Work instructions ▸
Write out again every line from the start of the material up to and including the line with "(1152, 874)", requests included, but scale each coordinate in the answers by 0.85, rounded to whole numbers with halves going up. Leave the pictures out, and keep the requests unchanged.

==== Listing

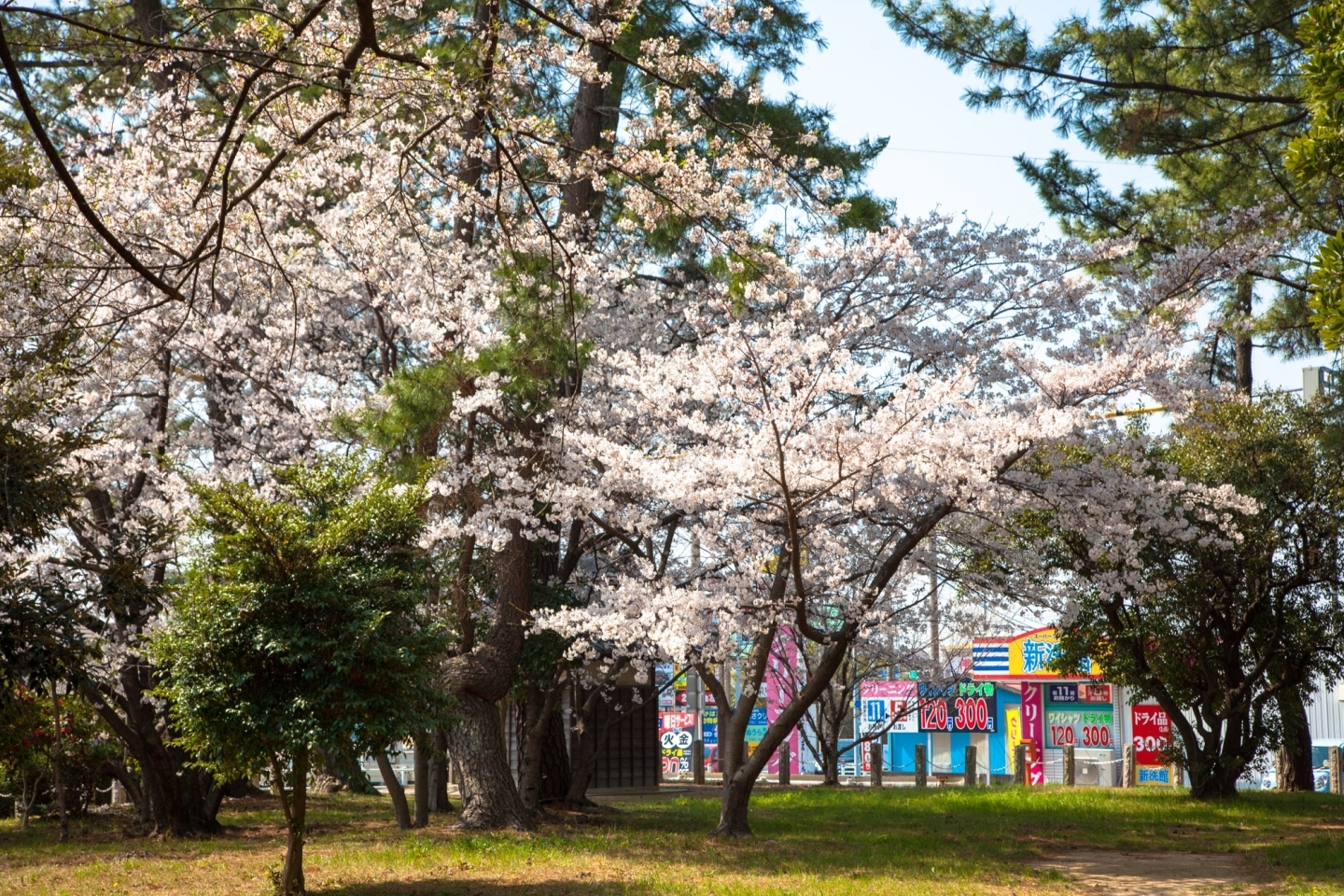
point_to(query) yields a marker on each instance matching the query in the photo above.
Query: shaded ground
(811, 841)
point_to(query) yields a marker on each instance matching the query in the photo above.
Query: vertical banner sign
(1152, 734)
(710, 727)
(677, 733)
(1034, 715)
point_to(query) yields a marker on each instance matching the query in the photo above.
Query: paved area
(1117, 874)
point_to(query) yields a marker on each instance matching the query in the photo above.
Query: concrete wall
(1327, 712)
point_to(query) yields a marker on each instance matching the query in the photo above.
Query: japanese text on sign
(1152, 734)
(965, 706)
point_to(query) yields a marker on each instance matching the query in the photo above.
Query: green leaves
(297, 623)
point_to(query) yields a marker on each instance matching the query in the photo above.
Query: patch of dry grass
(846, 843)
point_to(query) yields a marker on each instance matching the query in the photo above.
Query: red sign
(1152, 734)
(1034, 713)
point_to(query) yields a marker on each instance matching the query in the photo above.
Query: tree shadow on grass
(445, 887)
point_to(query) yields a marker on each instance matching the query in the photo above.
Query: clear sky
(944, 156)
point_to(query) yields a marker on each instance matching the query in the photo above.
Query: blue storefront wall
(900, 749)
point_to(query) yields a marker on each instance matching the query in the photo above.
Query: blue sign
(1063, 693)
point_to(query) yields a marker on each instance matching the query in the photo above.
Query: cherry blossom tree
(812, 426)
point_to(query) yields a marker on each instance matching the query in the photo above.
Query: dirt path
(1152, 874)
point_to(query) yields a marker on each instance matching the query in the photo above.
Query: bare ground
(1121, 874)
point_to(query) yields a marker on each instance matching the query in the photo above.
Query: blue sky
(943, 156)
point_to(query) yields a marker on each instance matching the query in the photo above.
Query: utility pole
(933, 605)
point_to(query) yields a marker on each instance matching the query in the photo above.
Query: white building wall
(1325, 712)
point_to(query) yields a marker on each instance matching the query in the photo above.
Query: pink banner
(1034, 715)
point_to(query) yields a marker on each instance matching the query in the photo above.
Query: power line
(987, 155)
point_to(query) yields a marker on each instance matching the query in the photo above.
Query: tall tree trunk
(422, 782)
(830, 742)
(538, 711)
(1242, 345)
(554, 785)
(476, 681)
(296, 812)
(489, 797)
(440, 804)
(1295, 773)
(394, 789)
(733, 810)
(55, 764)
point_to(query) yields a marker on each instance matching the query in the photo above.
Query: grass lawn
(809, 841)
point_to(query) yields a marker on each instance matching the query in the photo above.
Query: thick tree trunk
(179, 801)
(1295, 771)
(394, 789)
(489, 798)
(555, 762)
(296, 813)
(537, 718)
(733, 810)
(476, 681)
(57, 779)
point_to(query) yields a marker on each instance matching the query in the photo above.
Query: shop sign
(1080, 727)
(1071, 693)
(880, 702)
(1152, 734)
(1155, 776)
(1031, 654)
(1013, 719)
(677, 734)
(964, 706)
(757, 725)
(1032, 713)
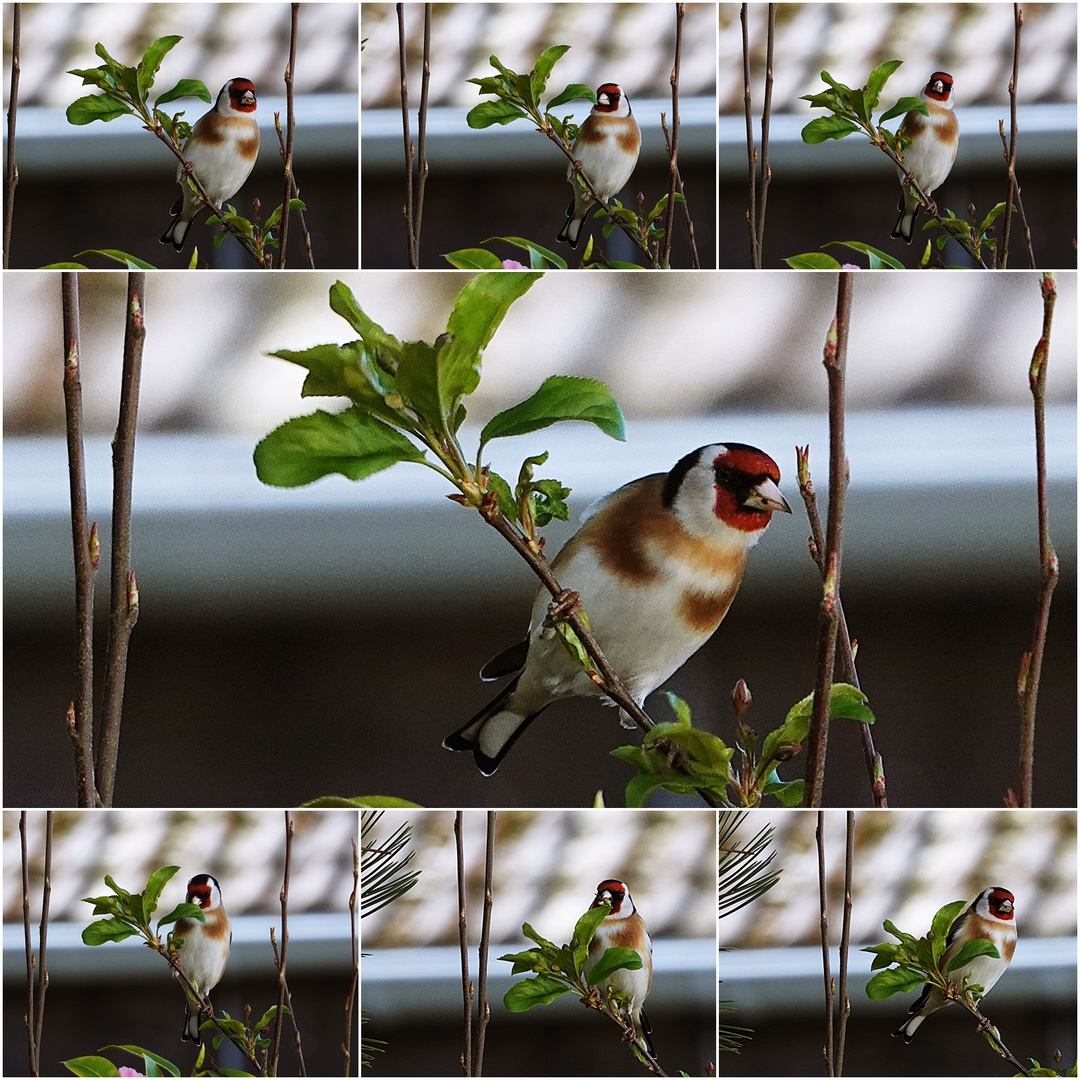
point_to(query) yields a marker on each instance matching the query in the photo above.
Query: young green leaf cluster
(559, 969)
(684, 759)
(125, 91)
(916, 961)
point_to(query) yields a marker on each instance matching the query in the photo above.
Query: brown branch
(31, 1047)
(1031, 662)
(483, 1009)
(875, 767)
(836, 351)
(288, 183)
(1012, 188)
(826, 971)
(283, 896)
(84, 547)
(673, 162)
(12, 172)
(350, 1001)
(463, 942)
(766, 113)
(841, 994)
(755, 254)
(123, 597)
(409, 205)
(421, 133)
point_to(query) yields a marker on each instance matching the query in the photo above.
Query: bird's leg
(563, 605)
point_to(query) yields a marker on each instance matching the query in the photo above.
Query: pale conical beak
(767, 496)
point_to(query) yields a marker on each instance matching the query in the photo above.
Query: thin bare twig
(84, 544)
(841, 994)
(288, 183)
(12, 172)
(1012, 188)
(673, 161)
(31, 1047)
(123, 597)
(350, 1001)
(766, 115)
(421, 133)
(755, 255)
(875, 767)
(463, 941)
(275, 1052)
(483, 1010)
(826, 971)
(1031, 662)
(836, 350)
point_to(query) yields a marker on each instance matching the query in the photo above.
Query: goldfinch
(656, 565)
(221, 149)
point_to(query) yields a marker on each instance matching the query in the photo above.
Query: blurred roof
(741, 342)
(907, 864)
(547, 867)
(220, 42)
(972, 41)
(629, 43)
(243, 849)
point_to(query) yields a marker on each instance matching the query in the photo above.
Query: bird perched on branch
(623, 927)
(607, 147)
(990, 917)
(205, 948)
(656, 566)
(221, 149)
(930, 154)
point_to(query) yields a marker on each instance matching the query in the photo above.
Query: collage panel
(572, 895)
(502, 102)
(308, 585)
(143, 923)
(111, 98)
(838, 103)
(993, 890)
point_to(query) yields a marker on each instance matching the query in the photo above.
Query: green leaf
(474, 258)
(885, 984)
(584, 930)
(613, 959)
(940, 927)
(116, 256)
(494, 112)
(548, 59)
(878, 78)
(904, 106)
(85, 110)
(576, 92)
(186, 88)
(477, 313)
(878, 258)
(92, 1065)
(559, 397)
(812, 260)
(540, 990)
(153, 887)
(107, 930)
(166, 1066)
(538, 254)
(979, 946)
(309, 447)
(825, 127)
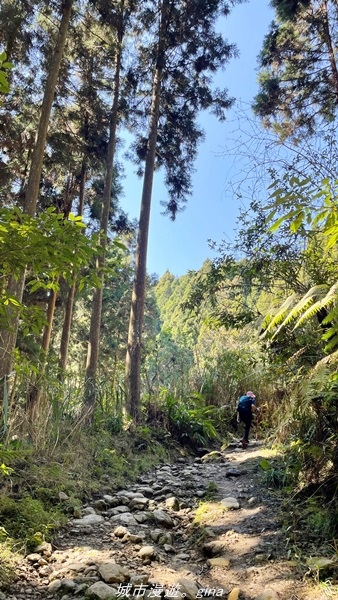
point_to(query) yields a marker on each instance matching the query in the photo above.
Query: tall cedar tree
(8, 338)
(118, 15)
(93, 49)
(299, 69)
(185, 52)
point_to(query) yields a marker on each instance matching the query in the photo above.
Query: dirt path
(163, 536)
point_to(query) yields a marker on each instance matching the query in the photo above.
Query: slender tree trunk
(8, 338)
(95, 321)
(133, 357)
(32, 190)
(330, 46)
(67, 323)
(35, 390)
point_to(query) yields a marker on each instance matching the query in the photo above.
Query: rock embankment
(194, 529)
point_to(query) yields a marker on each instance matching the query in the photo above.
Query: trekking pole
(256, 424)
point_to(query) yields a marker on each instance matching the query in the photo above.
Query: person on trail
(246, 406)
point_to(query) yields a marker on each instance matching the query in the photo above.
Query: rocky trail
(198, 528)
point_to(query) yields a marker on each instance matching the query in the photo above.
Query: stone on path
(120, 531)
(213, 548)
(220, 561)
(147, 552)
(172, 503)
(188, 587)
(230, 503)
(162, 518)
(267, 594)
(113, 573)
(214, 456)
(234, 594)
(124, 519)
(101, 591)
(233, 472)
(54, 586)
(91, 519)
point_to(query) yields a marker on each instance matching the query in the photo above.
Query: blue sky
(211, 210)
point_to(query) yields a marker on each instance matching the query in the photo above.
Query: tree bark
(95, 321)
(67, 323)
(134, 345)
(32, 407)
(330, 46)
(8, 338)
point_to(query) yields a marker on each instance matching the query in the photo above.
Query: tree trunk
(67, 323)
(133, 357)
(33, 402)
(95, 321)
(8, 338)
(330, 46)
(32, 190)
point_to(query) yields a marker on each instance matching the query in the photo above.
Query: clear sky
(211, 210)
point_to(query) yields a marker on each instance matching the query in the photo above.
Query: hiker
(246, 406)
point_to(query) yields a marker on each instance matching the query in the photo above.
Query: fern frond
(333, 340)
(304, 304)
(280, 315)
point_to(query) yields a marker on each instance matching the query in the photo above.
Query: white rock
(147, 552)
(267, 594)
(113, 573)
(101, 591)
(230, 503)
(162, 518)
(54, 586)
(188, 587)
(88, 520)
(124, 519)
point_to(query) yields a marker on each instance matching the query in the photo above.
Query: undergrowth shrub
(27, 520)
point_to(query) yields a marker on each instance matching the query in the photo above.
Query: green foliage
(298, 76)
(5, 66)
(27, 520)
(211, 490)
(302, 203)
(50, 247)
(189, 423)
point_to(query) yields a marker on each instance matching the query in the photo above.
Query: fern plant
(300, 310)
(303, 205)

========

Finished task ▸
point_to(query) yields a marker on each instance matching the query in the photo above.
Query: shaded ground
(689, 715)
point_to(query) yields a marker on each instance matching the query in the photo above.
Query: vertical banner sign
(979, 624)
(604, 618)
(575, 623)
(879, 608)
point_to(query) yields a marker on each instance matching the query in the photo above.
Query: paved area
(949, 743)
point_to(query) yields a marker on each instance matching the query in the photo above.
Query: concrete wall
(1128, 605)
point_to(query) yields a marker on each instance matching the query in the photo above.
Query: japanese text on sign
(979, 624)
(820, 600)
point_to(query) yields a marker on each instance matching the query in the photo above.
Query: green leaves
(252, 530)
point_to(query) yields a marker on each instance matching the query in the photo above.
Query: patch of dry grass
(719, 717)
point_to(query) yields a marker on each instance matching the query in the photo above.
Query: red sign
(979, 624)
(879, 606)
point_to(query) yields a marker on each instance matching the query in the photo above.
Query: tree shadow on grass
(378, 754)
point_to(query) yields a marker on each instance matching the query in the photo above.
Query: clear sky
(802, 133)
point_to(query) yields a marker on each instance matching the query in the photo above.
Query: blue storefront wall
(765, 637)
point_to(query) yields a marker on each instance matching the query in the photo above.
Query: blue sign
(904, 589)
point_to(query) yields a marker on each instance matching the query in the photo above.
Query: cherry blossom tree
(690, 362)
point_to(query) yields a marker on each instance matching the query in the photo above.
Query: dirt path
(979, 743)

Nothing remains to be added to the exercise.